Edit the items below from the start through the line containing "POLYGON ((14 25, 23", replacing "pollarded willow tree" with "weeping willow tree" and leaving everything else unchanged.

# # # #

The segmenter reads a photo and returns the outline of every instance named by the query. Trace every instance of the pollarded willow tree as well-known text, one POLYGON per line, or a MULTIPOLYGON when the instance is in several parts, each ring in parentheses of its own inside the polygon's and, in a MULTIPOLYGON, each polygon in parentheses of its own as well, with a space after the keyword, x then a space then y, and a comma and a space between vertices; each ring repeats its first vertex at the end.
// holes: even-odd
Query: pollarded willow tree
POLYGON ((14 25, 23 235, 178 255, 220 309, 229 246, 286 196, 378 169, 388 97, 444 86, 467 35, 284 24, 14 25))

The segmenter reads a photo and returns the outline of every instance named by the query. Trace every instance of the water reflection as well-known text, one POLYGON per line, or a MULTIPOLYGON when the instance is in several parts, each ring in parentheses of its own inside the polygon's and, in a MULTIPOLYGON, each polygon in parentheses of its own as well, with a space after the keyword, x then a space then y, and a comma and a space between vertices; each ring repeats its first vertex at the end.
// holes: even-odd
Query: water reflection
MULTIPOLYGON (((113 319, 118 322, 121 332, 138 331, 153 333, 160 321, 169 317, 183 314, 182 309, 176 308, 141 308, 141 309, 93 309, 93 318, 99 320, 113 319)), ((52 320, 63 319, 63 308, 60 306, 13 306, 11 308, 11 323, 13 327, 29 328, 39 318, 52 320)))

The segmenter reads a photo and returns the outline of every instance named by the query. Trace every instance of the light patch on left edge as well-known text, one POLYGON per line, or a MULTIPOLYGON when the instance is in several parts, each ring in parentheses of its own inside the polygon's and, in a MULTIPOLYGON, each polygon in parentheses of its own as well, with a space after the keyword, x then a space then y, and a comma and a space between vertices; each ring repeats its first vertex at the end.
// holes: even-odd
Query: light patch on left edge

# # # #

◆ Exercise response ◆
The segmenter reads a photo and returns the outline of every instance named by the query. Trace every instance of the weeping willow tree as well-known text, one POLYGON per line, or a MULTIPOLYGON when the instance is in several parts, each ring in parentheses of its own inside the polygon's and, in a MULTIPOLYGON, each polygon in parentheses of its own as well, with a space after the keyword, x then a space then y, and a comma and a space between vertices; each ring repeats its first vertex at the end.
// holes: even-odd
Query: weeping willow tree
POLYGON ((14 25, 23 235, 178 255, 220 309, 229 246, 286 196, 378 169, 388 97, 444 86, 467 35, 284 24, 14 25))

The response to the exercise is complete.